● TASK BRIEF
Exactly those lines running from the one containing "For every instance of the kitchen" to the end of the material are to be printed, and no others.

● DATA TO USE
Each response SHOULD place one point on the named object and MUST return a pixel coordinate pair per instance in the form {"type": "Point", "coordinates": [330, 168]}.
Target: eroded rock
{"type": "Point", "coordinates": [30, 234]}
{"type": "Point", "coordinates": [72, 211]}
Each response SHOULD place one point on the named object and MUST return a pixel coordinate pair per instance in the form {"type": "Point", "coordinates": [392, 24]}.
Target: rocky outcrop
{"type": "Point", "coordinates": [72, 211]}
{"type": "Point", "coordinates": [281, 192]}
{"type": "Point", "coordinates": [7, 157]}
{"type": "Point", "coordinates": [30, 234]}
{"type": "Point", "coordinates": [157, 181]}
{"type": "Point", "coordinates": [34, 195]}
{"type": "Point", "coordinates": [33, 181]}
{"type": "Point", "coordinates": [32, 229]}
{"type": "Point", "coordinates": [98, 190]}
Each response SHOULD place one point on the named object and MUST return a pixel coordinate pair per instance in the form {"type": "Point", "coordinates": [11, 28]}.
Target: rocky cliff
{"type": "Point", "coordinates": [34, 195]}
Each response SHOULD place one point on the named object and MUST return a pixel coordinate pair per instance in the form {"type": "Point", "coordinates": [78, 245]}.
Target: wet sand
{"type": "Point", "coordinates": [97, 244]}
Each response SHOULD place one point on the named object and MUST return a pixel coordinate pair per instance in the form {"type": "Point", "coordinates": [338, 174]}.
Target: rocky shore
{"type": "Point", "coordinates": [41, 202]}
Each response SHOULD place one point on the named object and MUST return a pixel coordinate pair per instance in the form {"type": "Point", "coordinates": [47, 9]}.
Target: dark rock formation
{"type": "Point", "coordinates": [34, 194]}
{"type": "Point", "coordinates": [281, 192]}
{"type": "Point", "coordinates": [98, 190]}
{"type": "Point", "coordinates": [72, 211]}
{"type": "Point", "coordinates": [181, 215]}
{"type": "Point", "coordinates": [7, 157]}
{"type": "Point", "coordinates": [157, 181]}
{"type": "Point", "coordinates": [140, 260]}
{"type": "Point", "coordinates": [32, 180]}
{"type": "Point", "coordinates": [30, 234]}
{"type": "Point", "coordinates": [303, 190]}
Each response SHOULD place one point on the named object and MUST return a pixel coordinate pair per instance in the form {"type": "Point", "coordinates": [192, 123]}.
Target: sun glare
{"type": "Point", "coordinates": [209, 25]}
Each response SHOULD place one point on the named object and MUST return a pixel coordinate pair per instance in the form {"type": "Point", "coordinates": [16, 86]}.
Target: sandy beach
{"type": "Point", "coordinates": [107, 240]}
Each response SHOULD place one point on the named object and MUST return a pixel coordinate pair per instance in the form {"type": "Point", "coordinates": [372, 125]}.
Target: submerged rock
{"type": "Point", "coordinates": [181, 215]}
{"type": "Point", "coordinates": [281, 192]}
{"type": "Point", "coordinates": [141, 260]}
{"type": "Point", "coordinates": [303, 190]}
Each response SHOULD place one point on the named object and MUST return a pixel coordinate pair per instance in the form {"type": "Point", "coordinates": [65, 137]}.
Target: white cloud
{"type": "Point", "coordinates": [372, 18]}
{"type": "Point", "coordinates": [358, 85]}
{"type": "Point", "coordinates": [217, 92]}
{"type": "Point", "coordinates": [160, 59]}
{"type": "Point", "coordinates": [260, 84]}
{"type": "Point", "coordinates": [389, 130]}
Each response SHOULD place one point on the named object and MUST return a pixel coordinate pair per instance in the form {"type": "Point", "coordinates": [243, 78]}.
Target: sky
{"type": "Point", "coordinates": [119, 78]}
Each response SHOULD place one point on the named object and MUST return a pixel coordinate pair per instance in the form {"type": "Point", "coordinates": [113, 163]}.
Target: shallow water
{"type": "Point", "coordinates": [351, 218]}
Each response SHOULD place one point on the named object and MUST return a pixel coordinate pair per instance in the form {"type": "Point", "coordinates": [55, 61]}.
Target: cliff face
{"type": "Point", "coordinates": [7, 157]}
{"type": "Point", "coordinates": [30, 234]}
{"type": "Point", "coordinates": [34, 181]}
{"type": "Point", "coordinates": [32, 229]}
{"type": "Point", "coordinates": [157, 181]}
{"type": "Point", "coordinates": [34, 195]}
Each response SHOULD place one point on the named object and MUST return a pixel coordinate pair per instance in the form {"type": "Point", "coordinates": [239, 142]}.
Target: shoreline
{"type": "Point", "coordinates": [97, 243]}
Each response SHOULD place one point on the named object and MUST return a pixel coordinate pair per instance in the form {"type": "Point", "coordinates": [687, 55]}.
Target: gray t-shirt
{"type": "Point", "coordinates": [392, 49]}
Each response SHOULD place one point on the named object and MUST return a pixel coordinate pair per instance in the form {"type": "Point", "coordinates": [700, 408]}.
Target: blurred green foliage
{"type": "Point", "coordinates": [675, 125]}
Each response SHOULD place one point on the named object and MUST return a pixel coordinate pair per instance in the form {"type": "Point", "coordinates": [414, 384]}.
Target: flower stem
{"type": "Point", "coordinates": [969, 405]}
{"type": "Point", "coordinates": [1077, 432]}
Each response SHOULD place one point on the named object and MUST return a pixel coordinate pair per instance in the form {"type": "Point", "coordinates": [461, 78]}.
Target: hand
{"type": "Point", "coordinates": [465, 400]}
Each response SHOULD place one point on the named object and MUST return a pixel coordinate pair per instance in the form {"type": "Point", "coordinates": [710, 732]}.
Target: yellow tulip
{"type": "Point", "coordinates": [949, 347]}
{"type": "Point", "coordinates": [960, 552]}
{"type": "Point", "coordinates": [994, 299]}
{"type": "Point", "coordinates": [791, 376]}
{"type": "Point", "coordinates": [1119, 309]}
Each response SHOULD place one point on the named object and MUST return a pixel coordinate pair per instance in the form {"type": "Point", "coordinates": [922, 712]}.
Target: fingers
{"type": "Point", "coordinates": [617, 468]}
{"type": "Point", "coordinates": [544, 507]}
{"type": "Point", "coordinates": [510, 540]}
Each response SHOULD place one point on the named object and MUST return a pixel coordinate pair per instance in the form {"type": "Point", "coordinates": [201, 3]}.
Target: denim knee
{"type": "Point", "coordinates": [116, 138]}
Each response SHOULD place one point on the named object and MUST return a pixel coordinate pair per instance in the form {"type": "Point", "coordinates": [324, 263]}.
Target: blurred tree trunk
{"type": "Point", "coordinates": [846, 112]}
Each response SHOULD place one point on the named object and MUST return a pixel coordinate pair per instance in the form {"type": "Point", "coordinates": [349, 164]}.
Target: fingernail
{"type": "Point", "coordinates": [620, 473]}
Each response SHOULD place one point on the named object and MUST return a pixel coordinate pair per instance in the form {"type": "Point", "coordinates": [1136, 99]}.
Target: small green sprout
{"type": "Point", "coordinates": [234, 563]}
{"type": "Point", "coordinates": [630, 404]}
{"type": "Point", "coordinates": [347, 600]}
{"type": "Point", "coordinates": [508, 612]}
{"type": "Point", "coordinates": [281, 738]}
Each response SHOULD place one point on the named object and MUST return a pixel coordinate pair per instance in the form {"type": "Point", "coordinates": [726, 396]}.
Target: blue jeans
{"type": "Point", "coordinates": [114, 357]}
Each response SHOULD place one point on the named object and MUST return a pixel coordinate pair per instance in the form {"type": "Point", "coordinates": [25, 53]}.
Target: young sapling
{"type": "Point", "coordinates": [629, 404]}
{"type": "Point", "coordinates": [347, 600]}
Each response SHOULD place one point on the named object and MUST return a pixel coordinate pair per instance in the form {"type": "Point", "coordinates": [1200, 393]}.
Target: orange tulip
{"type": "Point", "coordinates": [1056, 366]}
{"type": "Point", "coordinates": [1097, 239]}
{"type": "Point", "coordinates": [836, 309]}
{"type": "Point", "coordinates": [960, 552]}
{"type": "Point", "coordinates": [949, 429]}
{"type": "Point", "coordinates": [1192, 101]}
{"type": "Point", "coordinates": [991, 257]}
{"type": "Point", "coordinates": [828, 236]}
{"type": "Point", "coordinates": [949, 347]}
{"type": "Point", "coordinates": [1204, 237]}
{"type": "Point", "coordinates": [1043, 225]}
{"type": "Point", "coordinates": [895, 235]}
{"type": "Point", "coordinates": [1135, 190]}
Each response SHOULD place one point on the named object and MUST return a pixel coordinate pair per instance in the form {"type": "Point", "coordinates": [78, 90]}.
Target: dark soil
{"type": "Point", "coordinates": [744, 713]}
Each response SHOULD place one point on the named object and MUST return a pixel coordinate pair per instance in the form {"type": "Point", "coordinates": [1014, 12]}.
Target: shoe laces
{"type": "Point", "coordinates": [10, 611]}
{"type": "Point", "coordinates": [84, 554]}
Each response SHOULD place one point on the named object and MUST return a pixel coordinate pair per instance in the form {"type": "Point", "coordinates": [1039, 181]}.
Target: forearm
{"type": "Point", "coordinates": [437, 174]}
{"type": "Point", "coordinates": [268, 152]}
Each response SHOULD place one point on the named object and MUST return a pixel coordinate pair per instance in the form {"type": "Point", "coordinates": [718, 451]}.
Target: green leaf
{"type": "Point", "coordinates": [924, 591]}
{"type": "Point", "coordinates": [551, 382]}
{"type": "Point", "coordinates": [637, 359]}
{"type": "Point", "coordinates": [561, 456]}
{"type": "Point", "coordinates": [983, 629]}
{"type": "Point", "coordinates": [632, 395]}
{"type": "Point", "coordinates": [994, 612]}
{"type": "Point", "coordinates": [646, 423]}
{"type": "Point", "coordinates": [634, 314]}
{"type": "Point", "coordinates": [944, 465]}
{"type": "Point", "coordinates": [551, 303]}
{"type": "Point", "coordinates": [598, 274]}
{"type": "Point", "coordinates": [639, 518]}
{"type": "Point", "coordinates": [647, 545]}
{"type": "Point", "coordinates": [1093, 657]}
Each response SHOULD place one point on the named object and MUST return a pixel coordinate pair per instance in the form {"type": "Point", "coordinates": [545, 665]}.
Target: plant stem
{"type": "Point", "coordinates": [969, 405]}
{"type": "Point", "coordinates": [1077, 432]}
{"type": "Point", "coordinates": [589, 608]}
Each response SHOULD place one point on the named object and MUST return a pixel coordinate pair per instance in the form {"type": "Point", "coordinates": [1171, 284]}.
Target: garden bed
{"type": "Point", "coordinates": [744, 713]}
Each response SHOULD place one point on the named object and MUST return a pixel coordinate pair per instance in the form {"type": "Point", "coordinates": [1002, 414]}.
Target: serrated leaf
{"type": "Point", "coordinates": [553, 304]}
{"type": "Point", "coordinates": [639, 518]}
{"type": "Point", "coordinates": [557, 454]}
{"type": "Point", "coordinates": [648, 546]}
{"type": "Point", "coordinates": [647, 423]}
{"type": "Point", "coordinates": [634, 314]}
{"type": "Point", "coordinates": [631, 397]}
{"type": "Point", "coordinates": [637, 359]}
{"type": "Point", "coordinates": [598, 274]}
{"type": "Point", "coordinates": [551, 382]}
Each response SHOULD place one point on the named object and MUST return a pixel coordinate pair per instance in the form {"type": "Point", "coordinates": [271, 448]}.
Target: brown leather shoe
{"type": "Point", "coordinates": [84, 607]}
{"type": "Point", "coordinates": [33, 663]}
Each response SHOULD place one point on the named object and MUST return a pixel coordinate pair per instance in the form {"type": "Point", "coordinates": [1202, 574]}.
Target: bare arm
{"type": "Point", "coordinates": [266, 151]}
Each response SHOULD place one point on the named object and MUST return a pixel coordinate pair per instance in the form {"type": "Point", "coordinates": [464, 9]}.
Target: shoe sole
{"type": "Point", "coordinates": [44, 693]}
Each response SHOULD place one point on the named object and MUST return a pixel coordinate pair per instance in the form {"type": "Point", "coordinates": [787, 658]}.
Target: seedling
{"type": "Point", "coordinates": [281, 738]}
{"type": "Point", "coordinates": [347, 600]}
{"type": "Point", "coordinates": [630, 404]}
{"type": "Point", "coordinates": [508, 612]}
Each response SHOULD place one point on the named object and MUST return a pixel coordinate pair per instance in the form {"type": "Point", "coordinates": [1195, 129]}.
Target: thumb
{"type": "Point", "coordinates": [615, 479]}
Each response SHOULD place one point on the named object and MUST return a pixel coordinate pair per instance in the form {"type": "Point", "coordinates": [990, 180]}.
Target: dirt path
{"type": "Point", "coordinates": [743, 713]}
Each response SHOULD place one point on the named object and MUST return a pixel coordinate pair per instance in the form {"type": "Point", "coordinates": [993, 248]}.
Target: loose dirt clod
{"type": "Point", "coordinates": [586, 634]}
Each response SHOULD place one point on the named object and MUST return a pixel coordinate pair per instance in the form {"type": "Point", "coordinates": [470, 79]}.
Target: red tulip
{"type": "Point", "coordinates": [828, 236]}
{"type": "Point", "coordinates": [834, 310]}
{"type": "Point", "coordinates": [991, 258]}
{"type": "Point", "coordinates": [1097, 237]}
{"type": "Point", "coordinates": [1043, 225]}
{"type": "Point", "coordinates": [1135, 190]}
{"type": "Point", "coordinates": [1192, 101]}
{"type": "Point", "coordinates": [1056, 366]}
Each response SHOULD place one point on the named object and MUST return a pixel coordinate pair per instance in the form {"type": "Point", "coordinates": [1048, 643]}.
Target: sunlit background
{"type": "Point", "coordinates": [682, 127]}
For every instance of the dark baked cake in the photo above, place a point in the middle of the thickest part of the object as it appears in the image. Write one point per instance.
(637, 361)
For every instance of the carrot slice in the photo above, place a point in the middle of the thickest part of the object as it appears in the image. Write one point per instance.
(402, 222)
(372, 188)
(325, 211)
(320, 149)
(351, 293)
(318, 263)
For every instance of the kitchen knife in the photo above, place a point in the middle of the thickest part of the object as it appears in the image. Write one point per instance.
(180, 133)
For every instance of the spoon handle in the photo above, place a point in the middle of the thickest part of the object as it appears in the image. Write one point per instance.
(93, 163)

● RESPONSE TO THIS TASK
For every instance of the kitchen knife in the photo above, place a point in the middle of the thickest part of the object as it appears in the image. Write one point per instance.
(180, 133)
For every instance of the spoon handle in the photo above, place a point in the middle of the thickest part of the object as it appears in the image. Write one point per instance.
(93, 163)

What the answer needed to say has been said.